> **OBJECTIVE**: Every line of the material is to be repeated exactly as it stands.

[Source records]
====================
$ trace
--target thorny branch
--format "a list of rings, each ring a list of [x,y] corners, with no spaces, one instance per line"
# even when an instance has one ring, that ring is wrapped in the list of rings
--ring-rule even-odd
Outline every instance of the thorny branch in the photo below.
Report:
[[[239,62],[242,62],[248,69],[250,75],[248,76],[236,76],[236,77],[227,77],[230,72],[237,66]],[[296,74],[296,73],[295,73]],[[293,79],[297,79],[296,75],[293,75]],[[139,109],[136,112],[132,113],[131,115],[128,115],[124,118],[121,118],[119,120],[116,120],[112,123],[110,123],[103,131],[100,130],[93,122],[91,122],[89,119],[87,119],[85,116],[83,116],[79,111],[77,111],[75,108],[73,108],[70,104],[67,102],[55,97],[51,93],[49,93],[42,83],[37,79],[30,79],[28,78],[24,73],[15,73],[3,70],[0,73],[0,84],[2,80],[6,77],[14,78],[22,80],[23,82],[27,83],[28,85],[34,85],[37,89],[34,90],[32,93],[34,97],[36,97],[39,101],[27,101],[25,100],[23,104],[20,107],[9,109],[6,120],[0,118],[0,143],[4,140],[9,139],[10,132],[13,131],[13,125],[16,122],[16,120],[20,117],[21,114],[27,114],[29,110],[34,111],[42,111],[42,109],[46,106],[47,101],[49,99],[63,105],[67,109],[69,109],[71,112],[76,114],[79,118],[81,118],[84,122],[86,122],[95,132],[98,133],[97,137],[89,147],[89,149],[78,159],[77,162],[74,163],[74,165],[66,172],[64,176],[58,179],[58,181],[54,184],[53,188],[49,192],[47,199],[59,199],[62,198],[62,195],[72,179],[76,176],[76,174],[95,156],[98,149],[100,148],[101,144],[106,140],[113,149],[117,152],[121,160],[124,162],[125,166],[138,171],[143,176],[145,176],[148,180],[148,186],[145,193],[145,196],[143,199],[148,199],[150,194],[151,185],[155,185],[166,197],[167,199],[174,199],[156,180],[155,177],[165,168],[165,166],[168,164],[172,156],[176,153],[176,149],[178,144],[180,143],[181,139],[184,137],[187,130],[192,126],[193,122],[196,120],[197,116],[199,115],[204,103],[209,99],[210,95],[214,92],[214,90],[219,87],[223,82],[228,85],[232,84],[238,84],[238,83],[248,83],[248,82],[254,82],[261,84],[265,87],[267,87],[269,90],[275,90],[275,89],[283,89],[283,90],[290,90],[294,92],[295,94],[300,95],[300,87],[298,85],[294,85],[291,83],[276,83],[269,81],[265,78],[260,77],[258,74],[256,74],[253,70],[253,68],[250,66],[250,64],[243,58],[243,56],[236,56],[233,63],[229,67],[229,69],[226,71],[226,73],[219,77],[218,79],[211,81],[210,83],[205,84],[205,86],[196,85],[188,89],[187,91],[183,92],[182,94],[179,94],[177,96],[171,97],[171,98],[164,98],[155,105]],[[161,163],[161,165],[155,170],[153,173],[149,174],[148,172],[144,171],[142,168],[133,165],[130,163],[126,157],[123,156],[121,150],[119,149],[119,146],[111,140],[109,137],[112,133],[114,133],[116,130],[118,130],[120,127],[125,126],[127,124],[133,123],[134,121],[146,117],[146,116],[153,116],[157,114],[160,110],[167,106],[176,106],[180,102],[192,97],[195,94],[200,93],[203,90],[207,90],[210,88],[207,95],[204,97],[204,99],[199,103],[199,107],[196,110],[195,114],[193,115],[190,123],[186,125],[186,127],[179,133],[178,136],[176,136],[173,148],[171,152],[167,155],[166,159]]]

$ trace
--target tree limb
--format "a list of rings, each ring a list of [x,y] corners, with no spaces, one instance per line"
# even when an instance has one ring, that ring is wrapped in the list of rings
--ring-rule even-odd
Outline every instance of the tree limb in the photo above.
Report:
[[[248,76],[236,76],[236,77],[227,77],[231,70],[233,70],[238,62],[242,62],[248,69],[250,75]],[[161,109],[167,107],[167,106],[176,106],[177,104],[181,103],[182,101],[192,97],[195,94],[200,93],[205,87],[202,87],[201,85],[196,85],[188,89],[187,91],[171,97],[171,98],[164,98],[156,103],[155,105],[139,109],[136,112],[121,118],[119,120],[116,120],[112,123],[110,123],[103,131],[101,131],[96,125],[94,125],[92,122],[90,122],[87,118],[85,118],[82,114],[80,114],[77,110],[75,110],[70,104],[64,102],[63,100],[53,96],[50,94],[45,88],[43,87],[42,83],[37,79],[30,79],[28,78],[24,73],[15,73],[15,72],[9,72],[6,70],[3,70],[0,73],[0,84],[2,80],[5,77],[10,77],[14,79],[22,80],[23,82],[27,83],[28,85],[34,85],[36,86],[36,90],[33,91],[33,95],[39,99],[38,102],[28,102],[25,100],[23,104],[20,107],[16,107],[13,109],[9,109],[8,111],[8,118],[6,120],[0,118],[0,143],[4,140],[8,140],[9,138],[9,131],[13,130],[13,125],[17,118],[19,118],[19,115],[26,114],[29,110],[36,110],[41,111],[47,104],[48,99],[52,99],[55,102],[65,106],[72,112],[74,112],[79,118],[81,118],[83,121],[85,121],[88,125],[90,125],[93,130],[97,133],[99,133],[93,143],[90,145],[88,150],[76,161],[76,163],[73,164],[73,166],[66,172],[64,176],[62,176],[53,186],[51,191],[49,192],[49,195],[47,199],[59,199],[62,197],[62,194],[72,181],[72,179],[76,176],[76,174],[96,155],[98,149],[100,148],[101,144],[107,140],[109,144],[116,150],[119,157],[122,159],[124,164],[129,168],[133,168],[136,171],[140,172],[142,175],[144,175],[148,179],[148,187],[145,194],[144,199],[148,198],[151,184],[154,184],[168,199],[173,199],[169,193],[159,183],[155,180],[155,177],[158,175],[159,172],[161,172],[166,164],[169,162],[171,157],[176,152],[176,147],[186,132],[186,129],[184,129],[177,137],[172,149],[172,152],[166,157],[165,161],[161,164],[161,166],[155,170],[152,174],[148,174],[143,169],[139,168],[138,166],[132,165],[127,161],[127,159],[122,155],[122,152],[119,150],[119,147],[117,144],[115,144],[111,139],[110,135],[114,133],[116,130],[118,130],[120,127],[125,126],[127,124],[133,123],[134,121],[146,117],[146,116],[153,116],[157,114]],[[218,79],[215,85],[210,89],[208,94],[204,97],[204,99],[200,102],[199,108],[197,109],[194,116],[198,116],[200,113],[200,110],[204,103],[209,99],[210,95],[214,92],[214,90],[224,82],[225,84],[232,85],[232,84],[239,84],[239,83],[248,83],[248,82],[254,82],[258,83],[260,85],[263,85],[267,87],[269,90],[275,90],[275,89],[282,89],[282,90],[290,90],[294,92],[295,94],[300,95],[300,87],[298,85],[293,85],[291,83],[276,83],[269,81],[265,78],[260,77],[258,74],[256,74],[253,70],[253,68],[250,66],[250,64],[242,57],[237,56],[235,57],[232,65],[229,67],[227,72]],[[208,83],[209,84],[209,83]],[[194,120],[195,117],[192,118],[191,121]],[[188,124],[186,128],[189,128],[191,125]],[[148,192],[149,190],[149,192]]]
====================
> **RESPONSE TO THIS EXERCISE**:
$ trace
--target thorny branch
--format "a list of rings, each ring a list of [x,y] corners, with no spaces, one instance per line"
# even when an instance has one ring, that ring is wrapped in the list of rings
--ring-rule even-odd
Outline every instance of the thorny branch in the photo below.
Report:
[[[239,62],[242,62],[248,69],[250,75],[248,76],[236,76],[236,77],[227,77],[230,72],[237,66]],[[296,74],[296,73],[295,73]],[[293,79],[297,79],[296,75],[293,75]],[[139,109],[136,112],[132,113],[131,115],[128,115],[124,118],[121,118],[119,120],[116,120],[112,123],[110,123],[103,131],[100,130],[93,122],[91,122],[89,119],[87,119],[85,116],[83,116],[79,111],[77,111],[75,108],[73,108],[70,104],[67,102],[55,97],[51,93],[49,93],[42,83],[37,79],[30,79],[28,78],[24,73],[15,73],[3,70],[0,73],[0,84],[2,80],[6,77],[14,78],[22,80],[23,82],[27,83],[28,85],[34,85],[37,89],[34,90],[32,93],[34,97],[36,97],[39,101],[27,101],[25,100],[23,104],[20,107],[9,109],[6,120],[0,118],[0,143],[4,140],[9,139],[10,132],[13,131],[13,125],[16,122],[16,120],[20,117],[21,114],[27,114],[29,110],[34,111],[42,111],[42,109],[46,106],[47,101],[49,99],[63,105],[67,109],[69,109],[71,112],[76,114],[79,118],[81,118],[84,122],[86,122],[95,132],[98,133],[97,137],[89,147],[89,149],[78,159],[77,162],[74,163],[74,165],[66,172],[64,176],[58,179],[58,181],[54,184],[53,188],[49,192],[47,199],[59,199],[62,198],[62,195],[72,179],[76,176],[76,174],[95,156],[98,149],[100,148],[101,144],[106,140],[113,149],[117,152],[121,160],[124,162],[125,166],[138,171],[143,176],[145,176],[148,180],[148,186],[145,193],[145,196],[143,199],[148,199],[150,194],[151,185],[155,185],[166,197],[167,199],[174,199],[156,180],[155,177],[165,168],[165,166],[168,164],[172,156],[176,153],[176,149],[178,144],[180,143],[181,139],[184,137],[187,130],[192,126],[193,122],[196,120],[197,116],[199,115],[204,103],[209,99],[210,95],[214,92],[214,90],[219,87],[223,82],[228,85],[232,84],[238,84],[238,83],[248,83],[248,82],[254,82],[261,84],[265,87],[267,87],[269,90],[275,90],[275,89],[283,89],[283,90],[290,90],[294,92],[295,94],[300,95],[300,87],[298,85],[294,85],[291,83],[276,83],[269,81],[265,78],[260,77],[258,74],[256,74],[253,70],[253,68],[250,66],[250,64],[243,58],[243,56],[236,56],[233,63],[229,67],[229,69],[226,71],[226,73],[219,77],[218,79],[211,81],[210,83],[205,84],[205,86],[196,85],[188,89],[187,91],[183,92],[182,94],[179,94],[177,96],[171,97],[171,98],[164,98],[155,105]],[[161,163],[161,165],[155,170],[153,173],[149,174],[148,172],[144,171],[142,168],[133,165],[130,163],[126,157],[123,156],[121,150],[119,149],[119,146],[111,140],[109,137],[112,133],[114,133],[116,130],[118,130],[120,127],[125,126],[127,124],[133,123],[134,121],[146,117],[146,116],[153,116],[157,114],[160,110],[167,106],[176,106],[180,102],[192,97],[195,94],[200,93],[203,90],[207,90],[210,88],[207,95],[204,97],[204,99],[199,103],[199,107],[196,110],[195,114],[193,115],[190,123],[186,125],[186,127],[179,133],[178,136],[176,136],[173,148],[171,152],[167,155],[166,159]]]

$ trace
--target tree limb
--format "a list of rings, each ring a list of [x,y] corners, with no spaces, one instance per line"
# even when an instance has one ring, that ring is wrapped in the list of rings
--ring-rule even-odd
Outline every instance of the tree limb in the photo above.
Report:
[[[248,76],[236,76],[236,77],[227,77],[231,70],[233,70],[238,62],[242,62],[248,69],[250,75]],[[161,109],[167,107],[167,106],[176,106],[177,104],[181,103],[182,101],[192,97],[195,94],[200,93],[205,87],[202,87],[201,85],[196,85],[188,89],[187,91],[171,97],[171,98],[164,98],[156,103],[155,105],[139,109],[136,112],[121,118],[119,120],[116,120],[112,123],[110,123],[103,131],[101,131],[96,125],[94,125],[92,122],[90,122],[87,118],[85,118],[82,114],[80,114],[77,110],[75,110],[70,104],[64,102],[63,100],[53,96],[50,94],[45,88],[43,87],[42,83],[37,79],[30,79],[28,78],[24,73],[15,73],[15,72],[9,72],[6,70],[3,70],[0,73],[0,84],[2,80],[5,77],[10,77],[14,79],[22,80],[23,82],[27,83],[28,85],[34,85],[36,86],[36,90],[33,91],[33,95],[39,99],[38,102],[28,102],[25,100],[23,104],[20,107],[16,107],[13,109],[9,109],[8,111],[8,118],[6,120],[0,118],[0,143],[4,140],[8,140],[9,138],[9,131],[13,130],[13,125],[17,118],[19,118],[19,115],[26,114],[29,110],[36,110],[41,111],[47,104],[48,99],[52,99],[55,102],[65,106],[72,112],[74,112],[79,118],[81,118],[83,121],[85,121],[88,125],[90,125],[93,130],[97,133],[99,133],[93,143],[90,145],[88,150],[76,161],[76,163],[73,164],[73,166],[66,172],[64,176],[62,176],[53,186],[51,191],[49,192],[49,195],[47,199],[59,199],[62,197],[62,194],[72,181],[72,179],[76,176],[76,174],[96,155],[98,149],[100,148],[101,144],[107,140],[109,144],[116,150],[119,157],[122,159],[124,164],[129,168],[133,168],[136,171],[140,172],[142,175],[144,175],[148,179],[148,187],[145,194],[144,199],[148,198],[151,184],[154,184],[168,199],[173,199],[169,193],[159,183],[155,180],[155,177],[158,175],[159,172],[161,172],[166,164],[169,162],[171,157],[176,152],[176,147],[186,132],[186,129],[184,129],[177,137],[172,149],[172,152],[166,157],[165,161],[161,164],[161,166],[155,170],[152,174],[148,174],[143,169],[139,168],[138,166],[132,165],[127,161],[127,159],[122,155],[122,152],[119,150],[119,147],[117,144],[115,144],[111,139],[110,135],[114,133],[116,130],[118,130],[120,127],[125,126],[127,124],[133,123],[134,121],[146,117],[146,116],[153,116],[157,114]],[[218,79],[215,85],[210,89],[208,94],[204,97],[204,99],[200,102],[199,108],[197,109],[194,116],[198,116],[200,113],[200,110],[204,103],[209,99],[210,95],[214,92],[214,90],[224,82],[225,84],[232,85],[232,84],[239,84],[239,83],[248,83],[248,82],[254,82],[258,83],[260,85],[263,85],[267,87],[269,90],[275,90],[275,89],[282,89],[282,90],[290,90],[294,92],[295,94],[300,95],[300,87],[298,85],[293,85],[291,83],[276,83],[269,81],[265,78],[260,77],[258,74],[256,74],[253,70],[253,68],[250,66],[250,64],[242,57],[237,56],[235,57],[232,65],[229,67],[227,72]],[[208,83],[209,84],[209,83]],[[194,120],[195,117],[192,118],[191,121]],[[188,124],[186,128],[189,128],[191,125]],[[148,192],[149,190],[149,192]]]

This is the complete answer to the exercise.